# Visible illumination in daylight



## davidclayton (Aug 8, 2008)

Are there some colours of light that are more visible in daylight than others?
For example, if I was outside during the day and I illuminated several LEDs of the same brightness, but each had a different colour, which one would be the most visible?

(I'm a newbie, so go easy :mecry


----------



## coolwaters (Aug 8, 2008)

dont think theres anything stronger then the giant ball of fire in the sky...

you can try blue light. our sun emits lots of red and green rays. or was it balanced?


----------



## TorchBoy (Aug 14, 2008)

davidclayton said:


> if I was outside during the day and I illuminated several LEDs of the same brightness, but each had a different colour, which one would be the most visible?


Um... if the LEDs aren't in a forest, and there _is_ someone there to see how bright they are, the one that was flashing.

:welcome:


----------



## Oznog (Aug 14, 2008)

Lumens is a scale adjusted for the human eye's response. Invisible infrared and ultraviolet have 0 lumens regardless of power for example. The human eye responds strongest to green, producing the greatest visibility per mw of light.

Direction 1
Filter the records below down to the lines that contain the word "utility", and copy each one.

Information given

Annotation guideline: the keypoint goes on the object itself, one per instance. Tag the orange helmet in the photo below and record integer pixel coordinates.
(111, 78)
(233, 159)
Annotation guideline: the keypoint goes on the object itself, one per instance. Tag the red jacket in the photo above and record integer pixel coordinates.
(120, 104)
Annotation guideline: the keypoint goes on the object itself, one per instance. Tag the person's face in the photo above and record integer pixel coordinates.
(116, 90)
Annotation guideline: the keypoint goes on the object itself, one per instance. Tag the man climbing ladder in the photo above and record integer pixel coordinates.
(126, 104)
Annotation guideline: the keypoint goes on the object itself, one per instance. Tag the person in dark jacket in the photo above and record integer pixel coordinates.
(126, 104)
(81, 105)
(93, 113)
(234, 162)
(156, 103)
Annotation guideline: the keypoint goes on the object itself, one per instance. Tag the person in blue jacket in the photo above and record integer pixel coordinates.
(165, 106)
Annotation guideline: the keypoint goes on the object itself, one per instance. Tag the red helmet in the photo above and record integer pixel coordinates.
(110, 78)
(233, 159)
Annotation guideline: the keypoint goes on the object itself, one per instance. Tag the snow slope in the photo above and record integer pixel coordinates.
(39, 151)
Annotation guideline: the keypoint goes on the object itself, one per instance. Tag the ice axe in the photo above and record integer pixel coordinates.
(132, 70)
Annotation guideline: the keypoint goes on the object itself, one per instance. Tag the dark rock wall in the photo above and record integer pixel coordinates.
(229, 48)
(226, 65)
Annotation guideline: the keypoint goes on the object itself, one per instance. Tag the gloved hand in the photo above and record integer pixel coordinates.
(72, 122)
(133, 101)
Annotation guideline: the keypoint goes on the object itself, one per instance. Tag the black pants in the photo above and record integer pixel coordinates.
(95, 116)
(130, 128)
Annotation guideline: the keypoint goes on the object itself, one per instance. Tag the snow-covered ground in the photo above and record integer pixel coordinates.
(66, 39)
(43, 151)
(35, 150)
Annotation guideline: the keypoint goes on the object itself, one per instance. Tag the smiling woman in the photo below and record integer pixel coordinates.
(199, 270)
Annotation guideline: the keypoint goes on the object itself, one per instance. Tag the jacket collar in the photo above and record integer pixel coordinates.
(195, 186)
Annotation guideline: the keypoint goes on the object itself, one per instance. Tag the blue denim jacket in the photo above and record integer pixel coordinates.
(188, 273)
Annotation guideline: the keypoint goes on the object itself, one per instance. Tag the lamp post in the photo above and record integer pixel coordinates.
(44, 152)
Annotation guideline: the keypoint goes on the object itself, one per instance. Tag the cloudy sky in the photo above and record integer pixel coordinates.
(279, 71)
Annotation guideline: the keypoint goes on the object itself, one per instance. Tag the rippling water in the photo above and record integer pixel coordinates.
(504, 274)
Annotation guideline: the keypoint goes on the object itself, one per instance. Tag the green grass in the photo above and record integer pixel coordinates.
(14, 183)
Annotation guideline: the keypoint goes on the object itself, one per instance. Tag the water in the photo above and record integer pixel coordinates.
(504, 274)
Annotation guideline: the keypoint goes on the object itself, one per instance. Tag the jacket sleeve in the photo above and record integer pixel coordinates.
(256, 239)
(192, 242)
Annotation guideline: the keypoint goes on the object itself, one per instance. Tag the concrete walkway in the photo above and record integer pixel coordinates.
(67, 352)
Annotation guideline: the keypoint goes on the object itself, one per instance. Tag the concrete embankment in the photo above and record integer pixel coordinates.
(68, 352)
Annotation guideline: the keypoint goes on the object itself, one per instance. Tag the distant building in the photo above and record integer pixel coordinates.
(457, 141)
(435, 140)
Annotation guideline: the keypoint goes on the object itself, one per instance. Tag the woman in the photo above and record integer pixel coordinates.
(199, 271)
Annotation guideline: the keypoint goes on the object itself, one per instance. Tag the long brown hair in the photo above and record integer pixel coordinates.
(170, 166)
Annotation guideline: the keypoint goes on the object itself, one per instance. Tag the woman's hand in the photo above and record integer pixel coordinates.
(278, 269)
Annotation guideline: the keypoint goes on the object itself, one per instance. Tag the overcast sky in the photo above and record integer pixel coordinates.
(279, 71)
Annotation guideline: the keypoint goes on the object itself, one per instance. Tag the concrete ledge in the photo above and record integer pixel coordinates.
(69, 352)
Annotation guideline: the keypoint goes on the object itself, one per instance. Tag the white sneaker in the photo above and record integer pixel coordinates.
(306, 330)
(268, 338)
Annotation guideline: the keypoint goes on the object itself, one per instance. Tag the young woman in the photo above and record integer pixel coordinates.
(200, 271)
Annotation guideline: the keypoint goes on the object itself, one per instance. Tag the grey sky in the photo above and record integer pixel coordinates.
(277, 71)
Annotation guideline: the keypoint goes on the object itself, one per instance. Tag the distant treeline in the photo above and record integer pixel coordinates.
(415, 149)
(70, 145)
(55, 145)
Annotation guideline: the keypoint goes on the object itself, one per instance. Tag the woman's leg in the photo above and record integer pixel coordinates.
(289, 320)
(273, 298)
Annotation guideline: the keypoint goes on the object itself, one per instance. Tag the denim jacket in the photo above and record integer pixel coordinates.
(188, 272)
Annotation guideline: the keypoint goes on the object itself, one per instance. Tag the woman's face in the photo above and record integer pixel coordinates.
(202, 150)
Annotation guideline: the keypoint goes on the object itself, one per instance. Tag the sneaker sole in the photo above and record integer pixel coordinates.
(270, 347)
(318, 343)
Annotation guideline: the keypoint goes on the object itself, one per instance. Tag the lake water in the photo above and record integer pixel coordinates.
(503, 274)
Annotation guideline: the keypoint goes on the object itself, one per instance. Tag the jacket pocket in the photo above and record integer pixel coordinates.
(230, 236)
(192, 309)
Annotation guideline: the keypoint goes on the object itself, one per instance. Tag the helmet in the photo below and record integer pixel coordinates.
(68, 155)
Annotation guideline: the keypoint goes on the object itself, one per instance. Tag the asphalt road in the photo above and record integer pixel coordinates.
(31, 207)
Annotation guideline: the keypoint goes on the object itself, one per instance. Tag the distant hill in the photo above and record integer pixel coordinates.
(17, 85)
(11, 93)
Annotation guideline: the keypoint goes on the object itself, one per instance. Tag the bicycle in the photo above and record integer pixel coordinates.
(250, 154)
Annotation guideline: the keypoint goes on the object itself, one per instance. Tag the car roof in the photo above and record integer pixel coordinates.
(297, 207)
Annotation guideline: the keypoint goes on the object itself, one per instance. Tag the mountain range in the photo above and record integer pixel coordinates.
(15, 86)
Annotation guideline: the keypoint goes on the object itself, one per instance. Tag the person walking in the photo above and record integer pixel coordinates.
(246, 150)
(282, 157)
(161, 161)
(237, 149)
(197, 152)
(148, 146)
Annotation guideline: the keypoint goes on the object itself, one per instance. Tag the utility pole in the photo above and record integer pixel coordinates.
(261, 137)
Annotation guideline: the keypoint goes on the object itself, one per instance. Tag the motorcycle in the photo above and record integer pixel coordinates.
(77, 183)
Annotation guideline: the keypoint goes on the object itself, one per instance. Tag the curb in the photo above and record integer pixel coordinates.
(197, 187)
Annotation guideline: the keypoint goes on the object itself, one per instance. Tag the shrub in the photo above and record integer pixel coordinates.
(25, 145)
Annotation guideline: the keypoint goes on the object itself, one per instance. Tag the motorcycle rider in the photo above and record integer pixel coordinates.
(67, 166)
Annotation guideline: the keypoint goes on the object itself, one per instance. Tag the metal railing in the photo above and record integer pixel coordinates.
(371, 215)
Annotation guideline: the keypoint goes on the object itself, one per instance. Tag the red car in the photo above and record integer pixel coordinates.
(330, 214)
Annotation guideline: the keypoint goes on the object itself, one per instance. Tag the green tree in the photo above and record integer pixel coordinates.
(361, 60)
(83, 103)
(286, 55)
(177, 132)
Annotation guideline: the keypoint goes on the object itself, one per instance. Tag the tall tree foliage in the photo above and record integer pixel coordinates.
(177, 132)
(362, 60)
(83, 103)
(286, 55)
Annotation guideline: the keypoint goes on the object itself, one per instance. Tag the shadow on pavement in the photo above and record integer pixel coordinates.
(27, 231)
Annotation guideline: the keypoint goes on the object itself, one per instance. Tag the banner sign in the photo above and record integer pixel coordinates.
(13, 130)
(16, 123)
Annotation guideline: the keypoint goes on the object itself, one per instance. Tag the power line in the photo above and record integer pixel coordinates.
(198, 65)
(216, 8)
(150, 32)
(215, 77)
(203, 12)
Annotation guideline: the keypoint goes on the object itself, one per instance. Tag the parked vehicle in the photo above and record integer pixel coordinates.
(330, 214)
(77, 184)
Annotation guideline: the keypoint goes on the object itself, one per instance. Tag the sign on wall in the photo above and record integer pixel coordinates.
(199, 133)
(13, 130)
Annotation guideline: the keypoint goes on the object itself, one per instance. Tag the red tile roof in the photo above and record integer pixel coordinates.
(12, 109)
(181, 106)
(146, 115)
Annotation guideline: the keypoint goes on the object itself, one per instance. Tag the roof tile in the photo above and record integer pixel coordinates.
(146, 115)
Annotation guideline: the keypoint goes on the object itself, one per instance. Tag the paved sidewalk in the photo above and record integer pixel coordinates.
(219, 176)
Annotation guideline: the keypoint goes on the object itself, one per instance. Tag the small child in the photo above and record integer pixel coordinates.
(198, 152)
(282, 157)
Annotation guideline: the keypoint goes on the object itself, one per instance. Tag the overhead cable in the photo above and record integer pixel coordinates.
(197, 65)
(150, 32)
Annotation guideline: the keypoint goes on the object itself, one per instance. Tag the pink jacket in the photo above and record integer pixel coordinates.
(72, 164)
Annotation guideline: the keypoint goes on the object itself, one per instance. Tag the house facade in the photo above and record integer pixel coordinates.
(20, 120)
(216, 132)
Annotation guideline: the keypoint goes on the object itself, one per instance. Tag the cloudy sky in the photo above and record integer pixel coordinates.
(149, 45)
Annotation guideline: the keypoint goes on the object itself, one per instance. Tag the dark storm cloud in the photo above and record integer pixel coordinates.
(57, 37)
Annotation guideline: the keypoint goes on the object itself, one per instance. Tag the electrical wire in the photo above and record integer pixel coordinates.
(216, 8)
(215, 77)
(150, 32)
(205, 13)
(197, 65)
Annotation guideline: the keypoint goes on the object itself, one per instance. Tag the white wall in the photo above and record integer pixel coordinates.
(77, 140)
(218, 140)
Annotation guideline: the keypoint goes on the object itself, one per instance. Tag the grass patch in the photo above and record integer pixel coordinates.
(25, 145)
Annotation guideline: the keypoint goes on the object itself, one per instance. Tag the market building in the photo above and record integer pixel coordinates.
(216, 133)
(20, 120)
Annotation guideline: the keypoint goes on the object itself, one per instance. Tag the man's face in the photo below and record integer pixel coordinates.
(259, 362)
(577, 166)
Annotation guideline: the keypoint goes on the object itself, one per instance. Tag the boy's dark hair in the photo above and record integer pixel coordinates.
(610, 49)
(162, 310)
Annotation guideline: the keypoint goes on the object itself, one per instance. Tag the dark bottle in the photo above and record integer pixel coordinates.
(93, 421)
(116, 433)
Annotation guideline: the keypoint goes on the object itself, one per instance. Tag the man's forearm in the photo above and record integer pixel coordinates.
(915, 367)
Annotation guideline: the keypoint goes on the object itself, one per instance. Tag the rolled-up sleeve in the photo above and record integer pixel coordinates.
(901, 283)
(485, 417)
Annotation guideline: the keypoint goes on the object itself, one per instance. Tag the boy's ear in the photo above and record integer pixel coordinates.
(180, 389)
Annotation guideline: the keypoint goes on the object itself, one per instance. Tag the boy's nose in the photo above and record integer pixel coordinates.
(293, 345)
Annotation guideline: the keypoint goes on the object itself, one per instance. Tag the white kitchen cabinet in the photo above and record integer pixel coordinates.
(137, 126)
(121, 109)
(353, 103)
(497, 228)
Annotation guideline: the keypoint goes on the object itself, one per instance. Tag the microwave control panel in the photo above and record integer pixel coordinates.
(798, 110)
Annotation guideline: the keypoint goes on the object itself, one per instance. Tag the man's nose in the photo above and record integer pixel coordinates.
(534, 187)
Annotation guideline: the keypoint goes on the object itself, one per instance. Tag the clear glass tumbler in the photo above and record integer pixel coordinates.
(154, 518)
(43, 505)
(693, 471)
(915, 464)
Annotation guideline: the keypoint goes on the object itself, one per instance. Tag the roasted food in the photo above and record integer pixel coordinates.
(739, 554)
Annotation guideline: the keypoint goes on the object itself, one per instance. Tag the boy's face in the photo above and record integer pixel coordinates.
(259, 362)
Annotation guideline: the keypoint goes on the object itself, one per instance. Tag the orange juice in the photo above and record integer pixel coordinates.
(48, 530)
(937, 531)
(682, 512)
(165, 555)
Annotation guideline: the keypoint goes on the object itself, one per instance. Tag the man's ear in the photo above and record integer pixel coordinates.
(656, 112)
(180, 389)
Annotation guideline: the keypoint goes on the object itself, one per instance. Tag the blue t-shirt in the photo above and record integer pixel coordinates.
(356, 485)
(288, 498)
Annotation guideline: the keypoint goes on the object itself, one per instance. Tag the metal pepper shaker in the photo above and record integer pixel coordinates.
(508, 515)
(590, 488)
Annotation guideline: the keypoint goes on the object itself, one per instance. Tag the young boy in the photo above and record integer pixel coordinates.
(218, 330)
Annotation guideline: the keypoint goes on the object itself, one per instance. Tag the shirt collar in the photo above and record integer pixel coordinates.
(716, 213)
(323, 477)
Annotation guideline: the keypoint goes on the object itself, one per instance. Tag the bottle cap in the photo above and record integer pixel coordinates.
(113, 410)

Direction 2
Write what follows next in the forum thread about LED colors in daylight, picking up after its last post.

Exercise response 1
Annotation guideline: the keypoint goes on the object itself, one per instance. Tag the utility pole in the photo above and record integer pixel coordinates.

Exercise response 2
So for 50 lumes of red, green, or blue they should all be similarly "visible" in theory at least. However, you'll find green LEDs produce more lumens per device. That's largely because the optical power in mw is similar yet the human eye response factor scores green at more lumens per mw.


----------



## TorchBoy (Aug 15, 2008)

And yet the green LEDs are (when I last heard) still lagging behind the others in efficiency.


----------



## Ken_McE (Aug 15, 2008)

It's an interesting question. I don't think that any one color has a natural advantage, I think it would vary with the situation. A color that tended to match its background should be less noticable, one that contrasted more noticable.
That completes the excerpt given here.